• _TASK TO COMPLETE_
Recast the items below as a two-column CSV with the header text,answer and one row per item. Put each field in double quotes and replace any line breaks inside a field with spaces.

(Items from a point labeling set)
# # # # #

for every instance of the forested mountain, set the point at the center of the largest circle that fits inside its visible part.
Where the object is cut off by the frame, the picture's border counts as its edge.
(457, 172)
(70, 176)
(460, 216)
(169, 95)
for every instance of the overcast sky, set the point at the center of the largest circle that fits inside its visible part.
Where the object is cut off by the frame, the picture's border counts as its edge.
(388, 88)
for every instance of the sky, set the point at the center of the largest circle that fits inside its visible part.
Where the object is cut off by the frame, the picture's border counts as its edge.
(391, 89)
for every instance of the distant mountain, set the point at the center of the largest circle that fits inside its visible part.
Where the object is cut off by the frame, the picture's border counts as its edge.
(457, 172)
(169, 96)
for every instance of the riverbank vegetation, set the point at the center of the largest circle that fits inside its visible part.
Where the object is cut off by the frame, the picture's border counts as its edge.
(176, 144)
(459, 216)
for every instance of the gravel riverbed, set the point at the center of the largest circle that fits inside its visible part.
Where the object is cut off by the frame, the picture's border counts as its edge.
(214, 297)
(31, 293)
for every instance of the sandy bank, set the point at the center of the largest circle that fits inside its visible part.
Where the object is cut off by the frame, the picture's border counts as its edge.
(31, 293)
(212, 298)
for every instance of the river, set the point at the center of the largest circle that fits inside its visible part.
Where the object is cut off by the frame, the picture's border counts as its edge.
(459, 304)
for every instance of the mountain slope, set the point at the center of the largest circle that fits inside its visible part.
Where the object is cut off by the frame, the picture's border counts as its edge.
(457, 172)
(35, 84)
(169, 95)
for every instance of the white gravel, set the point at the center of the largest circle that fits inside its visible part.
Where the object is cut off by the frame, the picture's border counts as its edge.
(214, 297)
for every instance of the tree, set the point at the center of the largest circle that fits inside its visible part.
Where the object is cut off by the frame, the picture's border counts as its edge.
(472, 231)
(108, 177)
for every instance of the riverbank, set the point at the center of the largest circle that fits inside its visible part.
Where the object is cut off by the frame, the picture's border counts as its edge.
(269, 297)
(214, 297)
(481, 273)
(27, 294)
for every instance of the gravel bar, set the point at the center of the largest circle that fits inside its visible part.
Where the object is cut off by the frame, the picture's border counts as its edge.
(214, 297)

# # # # #

• _COMPLETE RESPONSE_
text,answer
"for every instance of the forested mountain, set the point at the center of the largest circle that fits inside its visible part. Where the object is cut off by the frame, the picture's border counts as its edge.","(457, 172) (70, 176) (460, 216) (169, 95)"
"for every instance of the overcast sky, set the point at the center of the largest circle that fits inside its visible part. Where the object is cut off by the frame, the picture's border counts as its edge.","(388, 88)"
"for every instance of the sky, set the point at the center of the largest circle that fits inside its visible part. Where the object is cut off by the frame, the picture's border counts as its edge.","(391, 89)"
"for every instance of the distant mountain, set the point at the center of the largest circle that fits inside its visible part. Where the object is cut off by the frame, the picture's border counts as its edge.","(457, 172) (169, 96)"
"for every instance of the riverbank vegetation, set the point at the center of the largest circle that fits inside its visible part. Where the object is cut off by the frame, the picture's border counts as its edge.","(176, 144) (459, 216)"
"for every instance of the gravel riverbed, set the point at the center of the largest circle that fits inside its visible part. Where the object is cut off by the frame, the picture's border counts as its edge.","(214, 297) (31, 293)"
"for every instance of the sandy bank, set the point at the center of the largest circle that fits inside its visible part. Where the object is cut off by the frame, the picture's border counts as its edge.","(31, 293) (212, 298)"
"for every instance of the river, set the point at the center of the largest circle that fits inside its visible part. Where the object is cut off by the frame, the picture's border counts as its edge.","(459, 304)"
"for every instance of the mountain slope, set the point at the center of the largest circle that fits inside its visible part. Where the object is cut off by the frame, the picture's border counts as its edge.","(457, 172) (35, 84) (169, 95)"
"for every instance of the white gravel, set the point at the center of the largest circle that fits inside its visible part. Where the object is cut off by the frame, the picture's border counts as its edge.","(214, 297)"
"for every instance of the tree, set the point at the center of the largest circle that fits inside its visible part. Where the object is cut off by the frame, the picture's border counts as its edge.","(472, 231) (108, 177)"
"for every instance of the riverbank, set the point at the center of the largest circle that fits inside its visible part. Where the object is cut off by the frame, the picture's border counts as its edge.","(269, 297) (214, 297) (481, 273) (27, 294)"
"for every instance of the gravel bar, set the point at the center of the largest circle that fits inside its visible part. Where the object is cut off by the frame, the picture's border counts as its edge.","(214, 297)"